# [PROBLEM DETAILS]
Copy the records below, changing each "marker" to "pin" and leaving all other text unchanged.

[start of DATA IN THIS EXERCISE]

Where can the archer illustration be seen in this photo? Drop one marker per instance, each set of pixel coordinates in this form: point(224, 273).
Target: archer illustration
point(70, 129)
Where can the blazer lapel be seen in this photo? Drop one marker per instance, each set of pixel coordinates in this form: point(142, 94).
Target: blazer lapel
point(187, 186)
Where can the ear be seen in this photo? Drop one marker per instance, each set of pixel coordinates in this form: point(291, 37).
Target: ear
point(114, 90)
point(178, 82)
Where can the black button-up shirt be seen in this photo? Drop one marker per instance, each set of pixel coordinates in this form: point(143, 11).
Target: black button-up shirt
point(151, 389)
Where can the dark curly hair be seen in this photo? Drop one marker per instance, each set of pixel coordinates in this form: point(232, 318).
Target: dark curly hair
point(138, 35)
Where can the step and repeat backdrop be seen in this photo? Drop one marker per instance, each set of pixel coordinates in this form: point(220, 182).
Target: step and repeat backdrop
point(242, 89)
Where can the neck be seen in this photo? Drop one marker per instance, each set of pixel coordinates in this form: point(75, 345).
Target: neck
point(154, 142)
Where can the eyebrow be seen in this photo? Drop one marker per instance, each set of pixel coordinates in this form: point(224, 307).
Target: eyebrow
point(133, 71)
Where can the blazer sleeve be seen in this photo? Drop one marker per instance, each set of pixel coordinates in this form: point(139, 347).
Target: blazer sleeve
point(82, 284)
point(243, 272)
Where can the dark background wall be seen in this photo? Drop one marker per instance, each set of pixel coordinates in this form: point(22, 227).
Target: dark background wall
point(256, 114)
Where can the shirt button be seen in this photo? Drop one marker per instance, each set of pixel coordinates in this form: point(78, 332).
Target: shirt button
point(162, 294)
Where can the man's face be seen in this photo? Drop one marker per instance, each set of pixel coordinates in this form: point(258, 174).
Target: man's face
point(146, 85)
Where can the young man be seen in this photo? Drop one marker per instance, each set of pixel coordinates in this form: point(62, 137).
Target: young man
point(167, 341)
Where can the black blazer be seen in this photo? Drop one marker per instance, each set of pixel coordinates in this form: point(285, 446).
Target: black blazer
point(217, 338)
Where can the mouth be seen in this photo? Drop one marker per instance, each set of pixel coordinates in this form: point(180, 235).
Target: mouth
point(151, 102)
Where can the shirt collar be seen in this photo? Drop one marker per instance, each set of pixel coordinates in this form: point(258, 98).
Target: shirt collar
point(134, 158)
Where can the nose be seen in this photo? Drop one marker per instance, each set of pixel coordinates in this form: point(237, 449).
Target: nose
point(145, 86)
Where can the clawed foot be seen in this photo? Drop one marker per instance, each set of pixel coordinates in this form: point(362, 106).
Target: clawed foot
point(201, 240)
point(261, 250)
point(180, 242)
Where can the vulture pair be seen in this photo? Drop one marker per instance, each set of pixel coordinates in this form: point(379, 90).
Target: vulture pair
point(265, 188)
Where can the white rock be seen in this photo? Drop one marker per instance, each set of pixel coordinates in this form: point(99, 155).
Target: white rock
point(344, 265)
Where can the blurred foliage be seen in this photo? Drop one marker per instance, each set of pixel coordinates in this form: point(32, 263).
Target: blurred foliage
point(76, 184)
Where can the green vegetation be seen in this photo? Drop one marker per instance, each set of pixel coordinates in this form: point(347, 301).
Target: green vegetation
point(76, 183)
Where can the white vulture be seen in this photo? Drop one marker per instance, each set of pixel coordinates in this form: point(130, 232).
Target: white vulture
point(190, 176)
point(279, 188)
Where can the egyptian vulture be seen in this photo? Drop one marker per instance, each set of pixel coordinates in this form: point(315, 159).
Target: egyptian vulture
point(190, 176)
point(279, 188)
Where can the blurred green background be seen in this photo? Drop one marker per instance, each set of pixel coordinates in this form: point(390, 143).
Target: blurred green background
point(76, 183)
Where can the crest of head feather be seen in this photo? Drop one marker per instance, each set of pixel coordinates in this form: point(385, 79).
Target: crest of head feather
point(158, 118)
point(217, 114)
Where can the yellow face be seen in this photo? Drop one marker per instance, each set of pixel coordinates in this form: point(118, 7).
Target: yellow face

[end of DATA IN THIS EXERCISE]

# [TASK SOLUTION]
Where can the archer illustration be seen in this photo? Drop one pin per instance, each set of pixel coordinates in this form: point(224, 273).
Target: archer illustration
point(70, 129)
Where can the blazer lapel be seen in this photo? Drop one pin per instance, each set of pixel coordinates in this form: point(142, 94).
Target: blazer lapel
point(187, 186)
Where can the ear be seen in this photo? Drop one pin per instance, each set of pixel coordinates in this form: point(291, 37).
Target: ear
point(114, 90)
point(178, 82)
Where can the black button-up shirt be seen in this photo? Drop one pin per instance, each set of pixel coordinates in this form: point(143, 11).
Target: black button-up shirt
point(151, 389)
Where can the dark curly hair be seen in this photo? Drop one pin per instance, each set of pixel coordinates in this form: point(232, 318).
Target: dark curly hair
point(138, 35)
Where can the step and repeat backdrop be seen in this photo? Drop one pin per instance, each set of pixel coordinates in this form: point(220, 182).
Target: step and repeat backdrop
point(242, 89)
Where can the neck be seen in this photo? Drop one pin per instance, each set of pixel coordinates in this form: point(75, 345).
Target: neck
point(154, 142)
Where can the eyebrow be seen in this photo? Drop one pin per instance, each set of pixel coordinates in this form: point(224, 307).
Target: eyebrow
point(133, 71)
Where can the blazer sleeve be seen in this photo? Drop one pin per instance, each set of pixel coordinates in this form: point(139, 347).
Target: blazer sleeve
point(82, 284)
point(243, 272)
Where can the dark background wall be seen in this photo? Drop one pin per instance, each set of pixel coordinates in this form: point(22, 227).
Target: dark background wall
point(256, 114)
Where can the shirt button be seen in this photo? Drop one pin per instance, each set of pixel coordinates in this form: point(78, 332).
Target: shirt button
point(162, 294)
Where can the man's face be seen in this photo? Drop one pin per instance, each set of pixel coordinates in this form: point(258, 174).
Target: man's face
point(146, 85)
Where can the young man be seen in this photo? Drop one pin per instance, each set of pixel coordinates in this form: point(62, 137).
Target: young man
point(167, 341)
Where can the black blazer be seen in this photo? Drop one pin per instance, each set of pixel coordinates in this form: point(285, 446).
Target: black blazer
point(217, 338)
Where can the mouth be seen in this photo? Drop one pin per instance, each set of pixel coordinates in this form: point(180, 235).
Target: mouth
point(151, 102)
Where can the shirt collar be seen in this photo? Drop one pin per instance, each set of pixel coordinates in this form: point(258, 98).
Target: shirt collar
point(134, 158)
Where can the nose be seen in this photo? Drop one pin per instance, each set of pixel coordinates in this form: point(237, 449).
Target: nose
point(145, 86)
Where can the clawed foot be seen in this photo? Drop one pin per instance, each set of pixel coordinates in this form: point(362, 106).
Target: clawed foot
point(201, 240)
point(261, 250)
point(180, 242)
Where can the vulture pair be seen in this photo? Drop one pin per instance, each set of pixel coordinates in this form: point(379, 90).
Target: vulture pair
point(265, 188)
Where can the white rock be seen in this photo? Drop one pin per instance, each set of pixel coordinates in this form: point(99, 155).
Target: white rock
point(344, 265)
Where can the blurred foliage be seen in this photo? Drop one pin per instance, each set of pixel coordinates in this form: point(32, 263).
Target: blurred foliage
point(76, 184)
Where can the green vegetation be seen in this photo? Drop one pin per instance, each set of pixel coordinates in this form: point(347, 301).
Target: green vegetation
point(76, 183)
Where can the white vulture be seen in this photo? Drop one pin per instance, each set of pixel coordinates in this form: point(130, 232).
Target: white vulture
point(190, 176)
point(279, 188)
Where can the egyptian vulture be seen in this photo? Drop one pin per instance, each set of pixel coordinates in this form: point(315, 159).
Target: egyptian vulture
point(190, 176)
point(279, 188)
Where can the blurred green background be seen in this photo? Drop one pin per instance, each set of pixel coordinates in this form: point(390, 143).
Target: blurred green background
point(76, 183)
Where can the crest of head feather be seen in this photo? Drop one pin per instance, each set of pixel coordinates in this form: point(385, 79).
Target: crest of head feather
point(158, 118)
point(217, 114)
Where can the yellow face be seen in this photo? Drop one pin per instance, each set of pixel coordinates in this form: point(118, 7).
Target: yellow face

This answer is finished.